■ SHORT PROBLEM: Copy each of the following lines word for word, leaving out the pictures.

[BEGIN SUPPLIED INFORMATION]

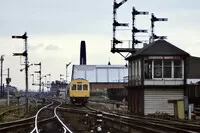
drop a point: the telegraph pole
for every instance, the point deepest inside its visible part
(8, 80)
(2, 59)
(25, 54)
(66, 80)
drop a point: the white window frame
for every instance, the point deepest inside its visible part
(172, 71)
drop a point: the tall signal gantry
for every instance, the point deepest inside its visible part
(134, 30)
(116, 24)
(153, 36)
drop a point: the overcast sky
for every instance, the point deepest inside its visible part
(56, 27)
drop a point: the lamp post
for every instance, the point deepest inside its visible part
(25, 54)
(2, 59)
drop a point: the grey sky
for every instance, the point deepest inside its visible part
(56, 28)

[END SUPPLIED INFORMATION]

■ RESPONSE TO THIS TASK:
drop a point: the telegraph pole
for every instance, the point deepest inside its visible part
(8, 80)
(2, 59)
(25, 54)
(66, 80)
drop a point: the white window frame
for every instance, the point deepest inside its visible part
(172, 71)
drop a point: the tall signal gantry
for every instance, the point deepest inside its visible part
(134, 30)
(116, 24)
(153, 36)
drop a point: the overcast sky
for every instance, the point deepest inside its visible part
(56, 27)
drop a point: the lamp post
for every instance, the point deepest inside its visible part
(25, 54)
(2, 59)
drop a point: the grey sky
for every instance, the point deepest inside its visible part
(56, 28)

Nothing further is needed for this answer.